--- Extracted information ---

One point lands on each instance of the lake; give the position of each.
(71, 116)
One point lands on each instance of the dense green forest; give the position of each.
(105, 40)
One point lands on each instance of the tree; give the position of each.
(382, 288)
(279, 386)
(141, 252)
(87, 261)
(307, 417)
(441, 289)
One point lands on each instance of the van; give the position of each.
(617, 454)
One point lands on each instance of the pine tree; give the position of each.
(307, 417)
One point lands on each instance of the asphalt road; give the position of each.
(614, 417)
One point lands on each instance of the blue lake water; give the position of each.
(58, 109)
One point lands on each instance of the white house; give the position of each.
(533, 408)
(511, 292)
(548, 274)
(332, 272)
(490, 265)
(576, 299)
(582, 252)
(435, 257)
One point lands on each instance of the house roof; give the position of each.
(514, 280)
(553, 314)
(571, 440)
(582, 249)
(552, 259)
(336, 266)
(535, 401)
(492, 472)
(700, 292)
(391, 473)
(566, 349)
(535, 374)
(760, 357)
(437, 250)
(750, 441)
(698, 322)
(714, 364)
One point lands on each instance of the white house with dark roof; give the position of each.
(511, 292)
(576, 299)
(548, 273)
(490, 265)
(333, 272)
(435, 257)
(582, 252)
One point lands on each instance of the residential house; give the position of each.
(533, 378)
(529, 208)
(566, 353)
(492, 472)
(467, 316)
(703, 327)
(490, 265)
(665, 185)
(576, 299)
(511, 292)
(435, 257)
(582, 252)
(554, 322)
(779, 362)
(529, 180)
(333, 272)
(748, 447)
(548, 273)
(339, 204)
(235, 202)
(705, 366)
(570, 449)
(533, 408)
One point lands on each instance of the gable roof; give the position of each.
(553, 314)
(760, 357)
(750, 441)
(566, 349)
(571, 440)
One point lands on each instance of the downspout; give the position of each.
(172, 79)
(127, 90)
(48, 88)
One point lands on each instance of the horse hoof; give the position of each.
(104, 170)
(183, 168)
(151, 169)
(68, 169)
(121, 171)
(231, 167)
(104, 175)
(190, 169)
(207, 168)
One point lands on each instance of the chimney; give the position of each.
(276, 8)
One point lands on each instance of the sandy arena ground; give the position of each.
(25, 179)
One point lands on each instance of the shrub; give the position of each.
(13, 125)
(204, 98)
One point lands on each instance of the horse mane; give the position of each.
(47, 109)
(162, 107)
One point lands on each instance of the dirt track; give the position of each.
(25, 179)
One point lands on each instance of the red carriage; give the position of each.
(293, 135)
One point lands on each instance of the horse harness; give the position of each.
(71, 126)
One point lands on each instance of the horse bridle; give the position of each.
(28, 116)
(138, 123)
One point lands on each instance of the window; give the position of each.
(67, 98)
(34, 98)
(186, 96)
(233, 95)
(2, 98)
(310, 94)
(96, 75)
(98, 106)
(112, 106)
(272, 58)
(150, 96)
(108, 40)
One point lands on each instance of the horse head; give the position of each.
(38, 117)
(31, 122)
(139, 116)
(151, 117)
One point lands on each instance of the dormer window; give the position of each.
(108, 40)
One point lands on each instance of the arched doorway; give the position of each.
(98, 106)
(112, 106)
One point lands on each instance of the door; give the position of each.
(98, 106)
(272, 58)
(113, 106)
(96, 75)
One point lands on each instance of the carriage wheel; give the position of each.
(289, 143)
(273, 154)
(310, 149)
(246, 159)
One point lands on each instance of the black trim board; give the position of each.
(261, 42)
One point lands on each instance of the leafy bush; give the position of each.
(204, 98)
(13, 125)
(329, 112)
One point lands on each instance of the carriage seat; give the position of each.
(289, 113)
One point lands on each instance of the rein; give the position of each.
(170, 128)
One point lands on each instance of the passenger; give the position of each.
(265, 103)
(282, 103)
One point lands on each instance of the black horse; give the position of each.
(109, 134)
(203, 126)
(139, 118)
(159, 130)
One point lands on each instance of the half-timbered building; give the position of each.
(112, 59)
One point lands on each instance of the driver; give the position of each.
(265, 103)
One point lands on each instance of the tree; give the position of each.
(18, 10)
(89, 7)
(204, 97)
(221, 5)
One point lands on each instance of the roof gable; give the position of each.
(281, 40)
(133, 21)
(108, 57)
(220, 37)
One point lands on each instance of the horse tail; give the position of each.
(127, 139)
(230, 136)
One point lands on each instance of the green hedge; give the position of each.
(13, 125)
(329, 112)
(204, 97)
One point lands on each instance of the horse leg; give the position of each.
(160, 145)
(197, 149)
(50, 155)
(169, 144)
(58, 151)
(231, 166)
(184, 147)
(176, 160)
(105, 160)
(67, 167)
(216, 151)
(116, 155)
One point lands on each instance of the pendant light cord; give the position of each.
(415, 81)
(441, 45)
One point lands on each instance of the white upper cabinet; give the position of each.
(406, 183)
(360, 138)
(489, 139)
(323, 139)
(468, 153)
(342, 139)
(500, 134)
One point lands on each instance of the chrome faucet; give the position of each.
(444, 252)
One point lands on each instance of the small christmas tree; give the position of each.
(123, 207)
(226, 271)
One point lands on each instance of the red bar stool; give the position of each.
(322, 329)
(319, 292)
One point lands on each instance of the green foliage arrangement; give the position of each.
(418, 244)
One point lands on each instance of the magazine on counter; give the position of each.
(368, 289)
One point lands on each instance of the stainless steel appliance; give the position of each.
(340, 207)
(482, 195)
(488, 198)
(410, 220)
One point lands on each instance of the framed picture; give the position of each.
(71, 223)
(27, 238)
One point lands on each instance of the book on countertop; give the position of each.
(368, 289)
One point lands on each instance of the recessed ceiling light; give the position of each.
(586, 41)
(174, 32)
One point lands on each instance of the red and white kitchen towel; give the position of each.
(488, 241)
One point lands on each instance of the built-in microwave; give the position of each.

---

> _Goal of the exercise_
When the entries above are retyped, each line must stay exactly as it is.

> _Completed task_
One point lands on each instance of the lake; give the position of each.
(71, 116)
One point lands on each instance of the dense green forest; give the position of each.
(105, 40)
One point lands on each instance of the tree; give the position of each.
(382, 288)
(279, 386)
(141, 252)
(87, 261)
(307, 417)
(441, 289)
One point lands on each instance of the van; give the position of each.
(617, 454)
One point lands on each instance of the pine tree; give the position of each.
(307, 417)
One point lands on each instance of the asphalt road; give the position of each.
(614, 417)
One point lands on each instance of the blue lake water; give the position of each.
(58, 109)
One point lands on each instance of the white house; give the position of each.
(533, 408)
(511, 292)
(548, 274)
(332, 272)
(490, 265)
(576, 299)
(582, 252)
(435, 257)
One point lands on each instance of the house roof; give the position of each.
(514, 280)
(553, 314)
(571, 440)
(582, 249)
(552, 259)
(336, 266)
(535, 401)
(492, 472)
(700, 292)
(391, 473)
(566, 349)
(535, 374)
(760, 357)
(437, 250)
(750, 441)
(698, 322)
(714, 364)
One point lands on each instance of the white house with dark roof; give the position of each.
(511, 292)
(576, 299)
(548, 273)
(490, 265)
(333, 272)
(435, 257)
(582, 252)
One point lands on each instance of the residential house; give the position of each.
(533, 378)
(529, 208)
(566, 353)
(492, 472)
(467, 316)
(703, 327)
(490, 265)
(665, 185)
(576, 299)
(511, 292)
(435, 257)
(582, 252)
(554, 322)
(779, 362)
(529, 180)
(333, 272)
(748, 447)
(548, 273)
(339, 204)
(235, 202)
(705, 366)
(570, 449)
(533, 408)
One point lands on each instance of the gable roof; give the position of each.
(553, 314)
(760, 357)
(750, 441)
(566, 349)
(571, 440)
One point lands on each instance of the downspout; give the position of each.
(172, 79)
(127, 90)
(48, 88)
One point lands on each instance of the horse hoof; give the position of each.
(104, 170)
(183, 168)
(151, 169)
(68, 169)
(121, 171)
(231, 167)
(104, 175)
(190, 169)
(207, 168)
One point lands on each instance of the chimney; give the position of each.
(276, 8)
One point lands on each instance of the sandy arena ground; give the position of each.
(25, 179)
One point lands on each instance of the shrub; give the position of each.
(13, 125)
(204, 98)
One point lands on each instance of the horse mane; give the position of each.
(47, 109)
(162, 107)
One point lands on each instance of the dirt track; give the position of each.
(25, 179)
One point lands on each instance of the red carriage; give the position of each.
(293, 135)
One point lands on each instance of the horse harness; give the position of each.
(71, 126)
One point lands on each instance of the horse bridle; give the position of each.
(28, 116)
(138, 123)
One point lands on each instance of the window; give the position of each.
(67, 98)
(34, 98)
(186, 96)
(233, 95)
(2, 98)
(310, 94)
(96, 75)
(98, 106)
(112, 106)
(272, 58)
(150, 96)
(108, 40)
One point lands on each instance of the horse head; give the position of each.
(38, 117)
(31, 122)
(139, 116)
(151, 117)
One point lands on each instance of the dormer window; give the position of each.
(108, 40)
One point lands on each instance of the arched doorway; give the position of each.
(98, 106)
(112, 106)
One point lands on each instance of the door; give the position of each.
(98, 106)
(272, 58)
(113, 106)
(96, 75)
One point lands on each instance of the carriage wheel; give the position of each.
(289, 143)
(273, 154)
(310, 149)
(246, 159)
One point lands on each instance of the black trim board; give the position of each.
(261, 42)
One point lands on each instance of the leafy bush; give the position of each.
(204, 98)
(13, 125)
(329, 112)
One point lands on each instance of the carriage seat; give the position of each.
(289, 113)
One point lands on each instance of the rein; give the position of each.
(170, 128)
One point lands on each instance of the passenger; give the position of each.
(265, 103)
(282, 103)
One point lands on each instance of the black horse; give the position of each.
(109, 134)
(203, 126)
(139, 118)
(159, 130)
One point lands on each instance of the half-timbered building; give the position of each.
(112, 59)
One point lands on each instance of the driver; give the position of each.
(265, 103)
One point lands on each instance of the tree; give the position of each.
(18, 10)
(89, 7)
(204, 97)
(221, 5)
One point lands on each instance of the roof gable; give the position of each.
(281, 40)
(133, 21)
(108, 57)
(220, 37)
One point lands on each instance of the horse tail; give the position of each.
(127, 139)
(230, 136)
One point lands on each instance of the green hedge; give the position of each.
(13, 125)
(329, 112)
(204, 97)
One point lands on each instance of the horse leg; give the position of each.
(160, 145)
(197, 149)
(50, 155)
(169, 144)
(58, 151)
(231, 166)
(184, 147)
(176, 160)
(105, 160)
(67, 167)
(216, 151)
(116, 155)
One point lands on each instance of the pendant light cord; give the position of each.
(415, 81)
(441, 45)
One point lands on each instance of the white upper cabinet; give the position of each.
(406, 183)
(360, 138)
(489, 139)
(323, 139)
(468, 153)
(342, 139)
(500, 134)
One point lands on each instance of the chrome faucet; give the position of each.
(444, 252)
One point lands on each instance of the small christmas tree; give the position of each.
(123, 207)
(226, 271)
One point lands on each instance of the red bar stool; give the position of each.
(322, 329)
(319, 292)
One point lands on each instance of the green foliage arrangement; give the position of each.
(418, 244)
One point lands on each instance of the magazine on counter; give the position of each.
(368, 289)
One point lands on each instance of the stainless steel appliance; give the position of each.
(340, 207)
(482, 195)
(488, 198)
(410, 220)
One point lands on each instance of the framed picture; give the position of each.
(71, 223)
(27, 238)
One point lands on each instance of the book on countertop; give the position of each.
(368, 289)
One point lands on each instance of the recessed ceiling light; give the position of each.
(586, 41)
(174, 32)
One point lands on each instance of the red and white kitchen towel; give the position of each.
(488, 241)
One point lands on each instance of the built-in microwave; give the position of each.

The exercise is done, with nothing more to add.